__課題__
(1) 実証実験報告によると、50日間の実証期間中の延べ乗車回数は何回でしたか。
(2) 実証実験報告にある満足度アンケートで使われた5段階評価の選択肢をすべて挙げてください。
(3) 実証実験報告から、「また、今回は利用者が通所して」で始まり「ジで提供することが可能です。」で終わる部分を書き写してください。

実証実験結果の概要
厚生労働省の提唱する地域包括ケアシステムの構築実現に向け、生活支援や介護予防といった社会課題に寄与することを目指し、地域包括支援センターを始めとした協力団体と連携し、自動車免許返納者を含むアクティブシニア層の外出支援や移動に係る課題およびニーズの調査を目的として取り組みました。今般、実証実験が終了しましたので、その結果をお知らせいたします。
50日間の実証期間中において対象者数約130人のおよそ1/4に当たる33人にご利用いただき、延べ乗車回数は98回となりました。利用者の半数以上は2回以上、5回以上の利用者も全体の20%以上を占めるなど、リピートする利用者が多くいることから高いニーズがあった事が覗える結果となりました。また、乗車後に行ったアンケートでは、利用の満足度について「大変満足/満足/普通/不満/大変不満」の5段階の評価のうち、すべての利用者が満足もしくは大変満足と回答しており、大変満足については全体の80%以上となりました。
参加者の動向
参加者の属性
各乗車数ごとの男女比および年代は下記グラフのようになっており、男性よりも女性に多く利用されておりました。また、年代としても利用対象としては50代〜が対象となったものの、実際の利用者は60代からで70代や80歳以上が多くなっております。これは介護施設の利用者を対象としているために、高年齢の方が母数が多いために偏っているものと思われます。
利用方法のニーズ
利用目的で最も多かった目的は病院への通院で全体の60%、次に多かった目的は買い物で全体の19%となっており、日常の生活に根ざした移動のニーズが高い事が覗えました。また、今後追加して欲しい行き先についてフリーワード形式のアンケートを実施したところ、病院やクリニック、スーパーなどの希望が多く、日常生活における身近な移動手段としてのニーズが高いことが分かりました。
予約方法
本実証実験では、予約方法としてスマートフォンアプリからの予約、電話での予約の2パターンを用意しておりました。結果として、70%近くが電話での利用となっており、現時点ではまだスマートフォンの利用にはハードルが有ることが覗えます。また、次点で多いその他については本来想定をしていなかった予約方法として、介護施設への通所時に予約を取るというものでした。
これは利用方法として突発的な需要だけでなく、事前に予定を立てて利用するという利用方法にも一定の需要があることを示唆していると考えられます。
実験の結果
今回の実証実験を行った結果、荷物持ち等の簡単な補助を行うことで買い物等の外出を行う利用者や、この取り組みがきっかけで外出した利用者がいた事から、今回ターゲットとしたアクティブシニア層においては、外出に対する関心は高く、外出における障害(本実証実験では移動に関する障害)を取り除くことができれば、積極的に外出する可能性があることが分かりました。
また、今回は利用者が通所している介護施設のスタッフが運転および介助、送迎を行っておりましたが、それにより「顔見知りの人が対応するため安心できる」、「通所日についでに予約している」という意見が見られ、より外出に対するハードルを下げることが出来たと考えられます。このため、地域包括ケアシステムにおける生活支援および介護予防に対する取り組みとして、外出支援を行うことで外出機会が創出でき、社会参加の促進が行える可能性があると認識しております。
おでかケア便とは
おでかケア便は株式会社ソニックスが提供している「クラウド型MaaSシステム(送迎車両運行管理システム)」を活用した福祉介護事業者向けサービスの名称です。
本「クラウド型MaaSシステム」は、ユーザーが予約を行うスマートフォンアプリケーション、車両やドライバーの運行管理を行うWebアプリケーションなどから構成されるシステムの総称で、今後送迎サービスの提供を検討される事業者・自治体の様々なニーズに合わせてオールインワンパッケージで提供することが可能です。

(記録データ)
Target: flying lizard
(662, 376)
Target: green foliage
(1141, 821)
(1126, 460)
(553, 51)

__解答__
(1) 98回です。

(2) 大変満足、満足、普通、不満、大変不満

(3)
また、今回は利用者が通所している介護施設のスタッフが運転および介助、送迎を行っておりましたが、それにより「顔見知りの人が対応するため安心できる」、「通所日についでに予約している」という意見が見られ、より外出に対するハードルを下げることが出来たと考えられます。このため、地域包括ケアシステムにおける生活支援および介護予防に対する取り組みとして、外出支援を行うことで外出機会が創出でき、社会参加の促進が行える可能性があると認識しております。
おでかケア便とは
おでかケア便は株式会社ソニックスが提供している「クラウド型MaaSシステム(送迎車両運行管理システム)」を活用した福祉介護事業者向けサービスの名称です。
本「クラウド型MaaSシステム」は、ユーザーが予約を行うスマートフォンアプリケーション、車両やドライバーの運行管理を行うWebアプリケーションなどから構成されるシステムの総称で、今後送迎サービスの提供を検討される事業者・自治体の様々なニーズに合わせてオールインワンパッケージで提供することが可能です。